▸ **ASSIGNMENT**
In the passage about cooking with dad, write out everything from "With my dad, cooking" down to "miss that step.", substituting "turner" for "spatula" each time it appears.

▸ **PASSAGE TO READ**
With my dad, cooking came with less rigidity. Some Saturday mornings, we would break the kitchen rules and I’d stand near the stove while the two of us made pancakes together. (It’s a tradition I’ve upheld with my daughter, even though I prefer savory omelettes nowadays.) He had a stool for me so I could reach the stovetop, where he would show me his trick to making the best pancakes: rubbing a tiny bit of canola oil onto the spatula. The slick spatula made it much easier to flip the pancake smoothly. To this day, I never miss that step.
Whenever my dad came home from work, I could hardly wait for him to prepare us his specialty: Tex-Mex cheese dip. He would throw a block of Velveeta cheese and a can of Rotel tomatoes into a small casserole dish and put it in the microwave for five minutes. I, with saltine crackers or tortilla chips in hand, was always ready to devour the bubbly concoction as soon as the timer chimed.

▸ **RECORDS SHOWN**
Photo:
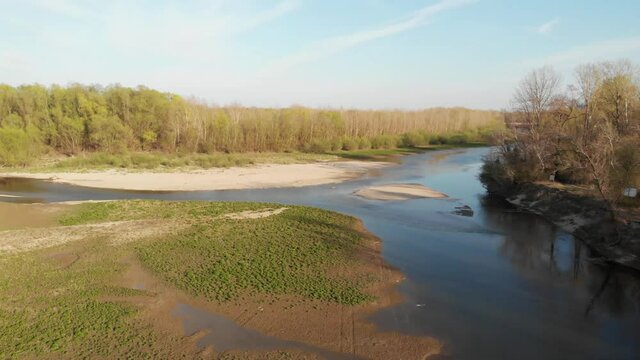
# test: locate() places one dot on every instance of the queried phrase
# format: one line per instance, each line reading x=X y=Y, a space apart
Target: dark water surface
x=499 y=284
==
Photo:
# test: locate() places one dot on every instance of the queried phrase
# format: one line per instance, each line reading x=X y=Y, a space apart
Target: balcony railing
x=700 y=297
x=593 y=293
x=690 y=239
--
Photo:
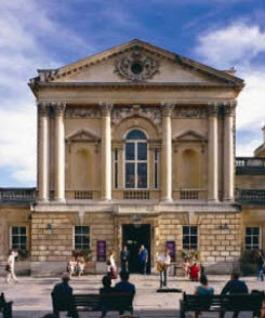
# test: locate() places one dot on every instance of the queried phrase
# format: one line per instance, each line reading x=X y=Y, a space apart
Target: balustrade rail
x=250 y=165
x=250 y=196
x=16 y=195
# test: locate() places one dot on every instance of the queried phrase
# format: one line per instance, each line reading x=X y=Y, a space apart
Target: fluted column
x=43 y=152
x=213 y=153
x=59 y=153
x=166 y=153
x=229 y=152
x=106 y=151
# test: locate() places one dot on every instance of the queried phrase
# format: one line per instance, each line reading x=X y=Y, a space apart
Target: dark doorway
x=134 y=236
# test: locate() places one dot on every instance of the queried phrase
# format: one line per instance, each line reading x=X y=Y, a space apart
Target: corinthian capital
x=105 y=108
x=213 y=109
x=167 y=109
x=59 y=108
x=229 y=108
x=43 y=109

▸ **EXERCISE ANSWER**
With my dad, cooking came with less rigidity. Some Saturday mornings, we would break the kitchen rules and I’d stand near the stove while the two of us made pancakes together. (It’s a tradition I’ve upheld with my daughter, even though I prefer savory omelettes nowadays.) He had a stool for me so I could reach the stovetop, where he would show me his trick to making the best pancakes: rubbing a tiny bit of canola oil onto the turner. The slick turner made it much easier to flip the pancake smoothly. To this day, I never miss that step.